• TASK: Turn the items below into a Markdown table with the columns Row and Line, giving each non-blank line its own numbered row. Skip blank lines and leave the pictures out.
┌────────
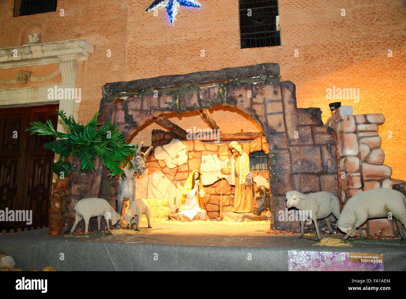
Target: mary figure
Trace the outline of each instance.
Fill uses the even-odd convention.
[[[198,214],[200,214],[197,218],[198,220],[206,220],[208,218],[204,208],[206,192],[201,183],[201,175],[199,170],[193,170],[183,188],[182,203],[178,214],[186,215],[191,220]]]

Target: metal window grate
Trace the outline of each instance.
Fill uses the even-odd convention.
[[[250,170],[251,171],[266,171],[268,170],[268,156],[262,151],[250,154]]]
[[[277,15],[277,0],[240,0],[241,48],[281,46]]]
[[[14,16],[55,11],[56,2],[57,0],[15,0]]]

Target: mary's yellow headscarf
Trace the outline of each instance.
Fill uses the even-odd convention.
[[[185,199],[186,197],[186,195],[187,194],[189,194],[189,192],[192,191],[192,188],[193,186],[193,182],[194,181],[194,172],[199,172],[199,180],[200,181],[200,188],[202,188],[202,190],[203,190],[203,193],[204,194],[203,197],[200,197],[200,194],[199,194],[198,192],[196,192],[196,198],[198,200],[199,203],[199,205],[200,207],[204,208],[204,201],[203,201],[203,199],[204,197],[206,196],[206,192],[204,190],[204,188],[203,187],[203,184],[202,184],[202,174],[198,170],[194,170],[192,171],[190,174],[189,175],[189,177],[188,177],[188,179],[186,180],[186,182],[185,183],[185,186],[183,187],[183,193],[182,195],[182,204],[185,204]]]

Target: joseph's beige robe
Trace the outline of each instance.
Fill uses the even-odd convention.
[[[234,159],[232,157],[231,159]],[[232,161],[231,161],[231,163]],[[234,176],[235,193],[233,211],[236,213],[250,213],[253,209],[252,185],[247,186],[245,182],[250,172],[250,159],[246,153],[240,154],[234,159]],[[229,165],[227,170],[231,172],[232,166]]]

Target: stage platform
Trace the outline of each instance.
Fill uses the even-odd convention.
└────────
• SOLUTION FOR THIS TASK:
| Row | Line |
|---|---|
| 1 | Target: mary figure |
| 2 | Trace the outline of each instance. |
| 3 | Fill uses the even-odd convention. |
| 4 | [[[198,214],[200,214],[197,218],[198,220],[206,220],[208,218],[204,208],[206,192],[201,183],[201,175],[199,170],[193,170],[183,188],[182,203],[178,214],[186,215],[191,220]]] |
| 5 | Target: metal window grate |
| 6 | Trace the outline of each instance. |
| 7 | Fill uses the even-odd convention. |
| 8 | [[[250,170],[251,171],[266,171],[268,170],[268,156],[262,151],[250,154]]] |
| 9 | [[[277,15],[277,0],[240,0],[241,48],[281,46]]] |
| 10 | [[[14,16],[55,11],[56,2],[57,0],[15,0]]] |
| 11 | Target: mary's yellow headscarf |
| 12 | Trace the outline of each instance. |
| 13 | Fill uses the even-odd convention. |
| 14 | [[[185,199],[186,197],[186,195],[187,194],[189,194],[189,192],[192,191],[192,188],[193,186],[193,182],[194,181],[194,172],[199,172],[199,180],[200,181],[200,188],[202,188],[202,190],[203,190],[203,193],[204,194],[203,197],[200,197],[200,194],[199,194],[198,192],[196,192],[196,198],[198,200],[199,203],[199,205],[200,207],[204,208],[204,201],[203,201],[203,199],[204,197],[206,196],[206,192],[204,190],[204,188],[203,187],[203,184],[202,184],[202,174],[198,170],[194,170],[192,171],[190,174],[189,175],[189,177],[188,177],[188,179],[186,180],[186,182],[185,183],[185,186],[183,187],[183,193],[182,195],[182,204],[185,204]]] |
| 15 | Target: joseph's beige robe |
| 16 | Trace the outline of each instance. |
| 17 | Fill uses the even-odd convention. |
| 18 | [[[234,159],[232,157],[231,159]],[[232,161],[231,161],[231,163]],[[234,176],[235,193],[233,211],[236,213],[250,213],[253,209],[252,185],[247,186],[245,182],[250,172],[250,159],[246,153],[240,154],[234,159]],[[229,165],[227,170],[231,172],[232,166]]] |
| 19 | Target: stage platform |
| 20 | Trace the outline of each instance. |
| 21 | Fill uses the even-odd convention. |